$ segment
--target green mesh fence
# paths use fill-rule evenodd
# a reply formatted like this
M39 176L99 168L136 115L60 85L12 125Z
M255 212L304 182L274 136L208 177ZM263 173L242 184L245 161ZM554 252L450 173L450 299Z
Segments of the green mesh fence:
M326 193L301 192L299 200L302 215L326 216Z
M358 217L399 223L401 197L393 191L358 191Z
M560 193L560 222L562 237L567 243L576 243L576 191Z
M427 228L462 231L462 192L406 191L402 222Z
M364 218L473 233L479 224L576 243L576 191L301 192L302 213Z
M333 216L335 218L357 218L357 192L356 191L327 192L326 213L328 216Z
====================
Reproduce every one of the lines above without changing anything.

◆ Reply to the task:
$ segment
--target green mesh fence
# paths use fill-rule evenodd
# a reply formatted like this
M39 176L99 168L136 115L60 85L12 125Z
M255 212L304 182L274 136L208 177ZM263 173L242 184L245 161ZM554 252L450 173L450 299Z
Segments of the green mesh fence:
M326 193L301 192L299 200L302 215L326 216Z
M358 217L399 223L401 197L393 191L358 191Z
M560 193L560 222L562 237L567 243L576 243L576 191Z
M427 228L462 231L462 192L406 191L402 222Z
M364 218L473 233L479 224L576 243L576 191L301 192L302 213Z
M333 216L335 218L357 218L357 192L356 191L327 192L326 213L328 216Z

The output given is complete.